> _Referring expression data_
*** Begin section ***
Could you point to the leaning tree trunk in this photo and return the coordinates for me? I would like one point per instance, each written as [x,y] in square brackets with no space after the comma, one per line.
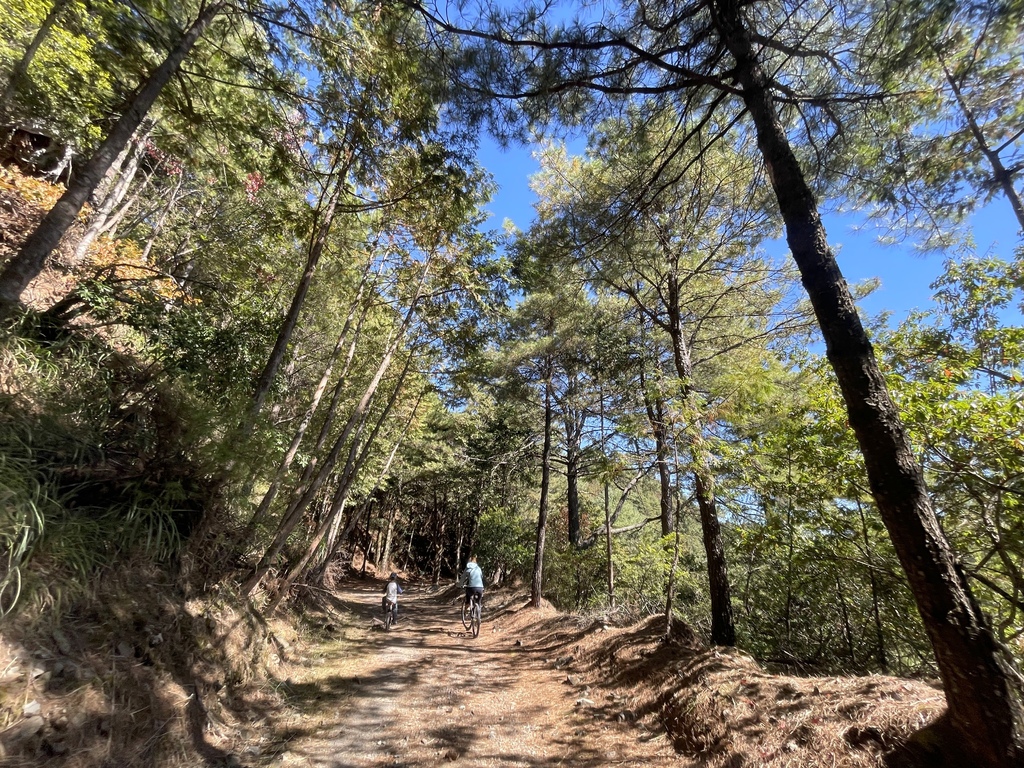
[984,691]
[655,417]
[723,630]
[573,430]
[317,242]
[24,267]
[536,587]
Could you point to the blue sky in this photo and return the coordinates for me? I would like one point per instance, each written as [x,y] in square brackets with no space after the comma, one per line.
[905,274]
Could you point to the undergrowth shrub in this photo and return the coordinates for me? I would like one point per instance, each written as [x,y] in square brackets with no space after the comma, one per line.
[94,466]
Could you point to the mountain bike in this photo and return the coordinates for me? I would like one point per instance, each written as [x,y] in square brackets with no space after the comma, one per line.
[390,613]
[471,614]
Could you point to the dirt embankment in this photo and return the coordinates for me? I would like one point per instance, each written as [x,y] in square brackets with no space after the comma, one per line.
[540,688]
[536,688]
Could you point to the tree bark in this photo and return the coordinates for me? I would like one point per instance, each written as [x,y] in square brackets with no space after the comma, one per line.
[983,689]
[317,242]
[111,194]
[655,417]
[536,587]
[24,267]
[294,514]
[573,429]
[723,630]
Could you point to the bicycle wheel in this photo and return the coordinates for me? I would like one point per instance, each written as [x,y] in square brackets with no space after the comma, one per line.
[475,619]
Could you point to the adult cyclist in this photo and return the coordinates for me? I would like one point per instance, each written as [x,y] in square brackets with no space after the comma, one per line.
[473,579]
[391,592]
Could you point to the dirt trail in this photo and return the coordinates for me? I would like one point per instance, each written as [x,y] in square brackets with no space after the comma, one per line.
[428,693]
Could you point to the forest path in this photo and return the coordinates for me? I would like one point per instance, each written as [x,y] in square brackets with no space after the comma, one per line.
[428,693]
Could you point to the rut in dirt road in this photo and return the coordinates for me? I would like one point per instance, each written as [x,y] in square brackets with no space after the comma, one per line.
[428,693]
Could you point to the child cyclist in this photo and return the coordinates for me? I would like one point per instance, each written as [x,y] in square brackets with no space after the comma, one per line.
[391,592]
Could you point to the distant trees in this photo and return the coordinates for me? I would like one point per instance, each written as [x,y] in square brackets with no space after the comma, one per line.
[717,57]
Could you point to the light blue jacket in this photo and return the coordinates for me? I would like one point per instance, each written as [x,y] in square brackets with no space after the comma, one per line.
[473,576]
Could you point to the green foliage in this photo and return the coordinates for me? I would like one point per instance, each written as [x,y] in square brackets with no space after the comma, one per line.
[86,469]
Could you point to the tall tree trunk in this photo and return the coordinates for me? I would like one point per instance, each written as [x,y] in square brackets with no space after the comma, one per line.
[572,437]
[655,417]
[111,194]
[607,519]
[293,449]
[20,69]
[984,691]
[20,270]
[317,241]
[294,514]
[536,587]
[880,637]
[723,630]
*** End section ***
> _Your assignment_
Which lines run from the one containing "Could you point to the distant" to the end of the entries above? Print them exactly, both ends included, and nothing else.

> _Written reply_
Could you point to the distant trees in this photo and return the coordinates for me? I would like one point per instance, each written as [x,y] in square brackets with no space after the comma, one per line.
[717,57]
Could you point to the light blue jacket in this photo and return the coordinates for me? I would like one point per instance, each written as [x,y] in square brackets with no space after the comma, one per line.
[473,576]
Could you point to the green foliage in this photo and return the coordinates for me? I would like one point per instance, each written as [x,y] in square brackets with no space after the comma, one per line.
[86,469]
Could you point to the tall tree trunk in this photo and return the coordinates for me? I would like one point per instance, each written as [x,y] in square brackets with no space after the comma, one per line.
[572,437]
[655,417]
[111,194]
[607,519]
[293,449]
[20,69]
[984,691]
[20,270]
[317,241]
[294,514]
[536,587]
[880,637]
[723,630]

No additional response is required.